Testo fornito |
Le prime sei squadre della Serie A, oggi, non rispetterebbero il nuovo parametro cadrine della sostenibilita finanziaria approvata giovedì scorso dal Comitato esecutivo della Uefa. Tra tutti i club italiani presenti nelle competizioni della stagione in corso, solo l'Atalanta ha costi per la squadra inferiori al 70% dei ricavi (incluse le plusvalenze da calciomercato). Le altre, chi più e chi meno, sono tutte al di sopra di questa soglia.
Con la difficoltà di innalzare i ricavi si dovrà chiaramente lavorare prioritariamente sul fronte dei costi, tagliando le spese peri tesserati, gli ammortamenti e i compensi per gli gli agenti. Le nuove regole, che entreranno formalmente in vigore da giugno 2022, saranno implementate gradualmente a partire dalla stagione 2023/24, quando il limite di spesa per la squadre dovrà essere pari al 90% dei ricavi, mentre sarà dell'80% in quella successiva e al 70% dalla stagione 2025/26. Già rispetto al primo step del 90%, tuttavia, c'è chi dovrà correggere l'andatura.
Prendendo in esame i bilanci al 30 giugno 2021, infatti, Inter, Juventus, Lazio, Napoli e Roma superano il 100%: ammortamenti, costi per tesserati e compensi per gli agenti assorbono più dell'intero monte ricavi. Va tenuto in considerazione anche l'effetto Covid-19, tra incassi mancati e costi differiti. Facendo una più corretta media tra i dati relativi ai bilanci chiusi al 30 giugno 2020 e quelli al 30 giugno 2021, lo scenario non cambia granché: ad eccezione dell'Atalanta (53% nel 2019 e 45% nel 2020), tutte le società superano il limite del 90 per cento. Dalla Juventus, al 91%, fino al 131% della Roma, passando per Inter (98%), Lazio (99%), Milan (101%, ma nel solo 2021 il rapporto era all'81% e quindi nei limiti) e Napoli (106%).
Inevitabilmente, i conti di queste società hanno risentito del biennio pandemico. La Roma, nel 2019, sarebbe quasi rientrata nella soglia del 70%, con ricavi totali pari a 381 milioni e costi per la squadra pari a 270,5 milioni.

Compito A |
Secondo il testo sulla sostenibilità finanziaria della Serie A, quale club italiano ha costi per la squadra inferiori al 70% dei ricavi?
Compito B |
Stabilisca se ciascuna delle seguenti affermazioni concorda con il testo sulla sostenibilità finanziaria della Serie A, citando le parole decisive: (i) le nuove regole entreranno formalmente in vigore da giugno 2022; (ii) nella stagione 2023/24 il limite di spesa per la squadra sarà pari all'80% dei ricavi; (iii) la Roma raggiunge il 131%.
Compito C |
Nel testo sulla sostenibilità finanziaria della Serie A, riscriva il passo compreso tra "Le prime sei" e "di questa soglia.", estremi inclusi, sostituendo "Atalanta" con "Fiorentina".
I dati archiviati provengono da una fonte diversa dal testo fornito.

Dati archiviati |

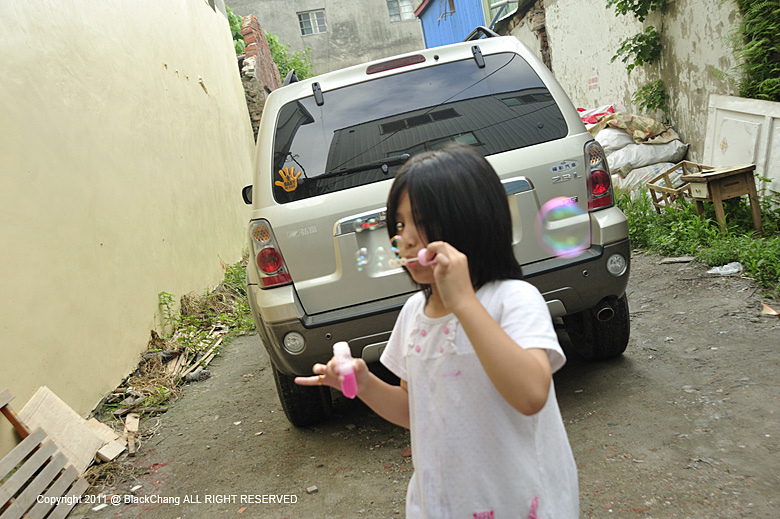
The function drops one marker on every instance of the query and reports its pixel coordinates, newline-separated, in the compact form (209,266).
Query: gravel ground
(685,424)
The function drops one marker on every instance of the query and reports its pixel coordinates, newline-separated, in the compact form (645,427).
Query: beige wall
(125,142)
(583,37)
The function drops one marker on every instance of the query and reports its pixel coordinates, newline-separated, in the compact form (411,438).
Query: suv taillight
(268,260)
(600,194)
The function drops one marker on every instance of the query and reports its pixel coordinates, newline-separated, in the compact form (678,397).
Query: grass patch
(681,232)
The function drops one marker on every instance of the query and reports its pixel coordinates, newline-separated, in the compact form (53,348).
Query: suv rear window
(364,132)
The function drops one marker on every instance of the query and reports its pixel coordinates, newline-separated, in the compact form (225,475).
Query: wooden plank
(59,487)
(106,433)
(64,508)
(21,428)
(36,487)
(13,484)
(112,449)
(21,451)
(64,426)
(5,398)
(196,364)
(131,426)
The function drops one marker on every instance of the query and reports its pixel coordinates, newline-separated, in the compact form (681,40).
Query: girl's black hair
(457,197)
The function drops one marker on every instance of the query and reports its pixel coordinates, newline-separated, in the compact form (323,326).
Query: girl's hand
(328,375)
(451,275)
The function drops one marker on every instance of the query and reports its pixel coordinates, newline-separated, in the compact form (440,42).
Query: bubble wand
(422,259)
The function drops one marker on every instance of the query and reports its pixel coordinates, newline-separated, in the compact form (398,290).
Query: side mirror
(246,194)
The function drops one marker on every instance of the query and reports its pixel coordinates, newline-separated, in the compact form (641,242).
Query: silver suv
(327,151)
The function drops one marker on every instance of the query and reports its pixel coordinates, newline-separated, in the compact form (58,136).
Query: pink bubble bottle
(344,357)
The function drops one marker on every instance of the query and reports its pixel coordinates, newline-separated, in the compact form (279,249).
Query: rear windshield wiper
(382,164)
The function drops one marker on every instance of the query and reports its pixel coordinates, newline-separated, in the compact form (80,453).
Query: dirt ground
(685,424)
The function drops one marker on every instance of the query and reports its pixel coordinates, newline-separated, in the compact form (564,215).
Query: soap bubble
(361,258)
(395,243)
(563,228)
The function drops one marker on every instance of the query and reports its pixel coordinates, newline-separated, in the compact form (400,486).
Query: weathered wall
(583,37)
(125,144)
(259,73)
(357,31)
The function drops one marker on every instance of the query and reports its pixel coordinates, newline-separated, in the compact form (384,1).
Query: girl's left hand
(451,274)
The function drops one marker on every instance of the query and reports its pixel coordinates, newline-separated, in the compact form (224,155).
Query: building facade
(340,33)
(450,21)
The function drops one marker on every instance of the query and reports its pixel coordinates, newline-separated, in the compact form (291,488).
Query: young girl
(475,351)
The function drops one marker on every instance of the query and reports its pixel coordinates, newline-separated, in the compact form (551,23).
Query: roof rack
(479,32)
(292,77)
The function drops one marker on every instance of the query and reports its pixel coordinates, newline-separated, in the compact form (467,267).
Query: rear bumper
(569,285)
(576,284)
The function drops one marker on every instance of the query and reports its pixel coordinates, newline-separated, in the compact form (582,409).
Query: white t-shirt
(474,455)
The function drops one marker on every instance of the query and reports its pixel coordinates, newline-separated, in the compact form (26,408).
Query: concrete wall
(125,142)
(583,37)
(357,31)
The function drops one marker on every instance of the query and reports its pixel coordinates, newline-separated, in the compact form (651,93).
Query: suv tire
(600,340)
(303,405)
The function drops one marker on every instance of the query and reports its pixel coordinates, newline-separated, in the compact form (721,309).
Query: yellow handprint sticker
(289,180)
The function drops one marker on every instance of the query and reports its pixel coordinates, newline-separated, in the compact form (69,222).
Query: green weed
(681,232)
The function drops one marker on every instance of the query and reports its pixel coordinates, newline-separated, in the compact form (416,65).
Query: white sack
(639,155)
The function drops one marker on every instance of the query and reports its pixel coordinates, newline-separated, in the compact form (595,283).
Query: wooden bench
(664,191)
(36,480)
(717,185)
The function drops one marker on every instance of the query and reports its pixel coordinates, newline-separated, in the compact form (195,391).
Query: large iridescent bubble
(563,228)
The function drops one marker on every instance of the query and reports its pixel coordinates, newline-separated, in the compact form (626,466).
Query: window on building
(400,10)
(312,22)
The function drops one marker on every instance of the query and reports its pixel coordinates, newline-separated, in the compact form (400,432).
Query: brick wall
(259,74)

Risposta A |
L'Atalanta.

Risposta B |
(i) Sì: "entreranno formalmente in vigore da giugno 2022".
(ii) No: "dovrà essere pari al 90% dei ricavi".
(iii) Sì: "fino al 131% della Roma".

Risposta C |
Le prime sei squadre della Serie A, oggi, non rispetterebbero il nuovo parametro cadrine della sostenibilita finanziaria approvata giovedì scorso dal Comitato esecutivo della Uefa. Tra tutti i club italiani presenti nelle competizioni della stagione in corso, solo l'Fiorentina ha costi per la squadra inferiori al 70% dei ricavi (incluse le plusvalenze da calciomercato). Le altre, chi più e chi meno, sono tutte al di sopra di questa soglia.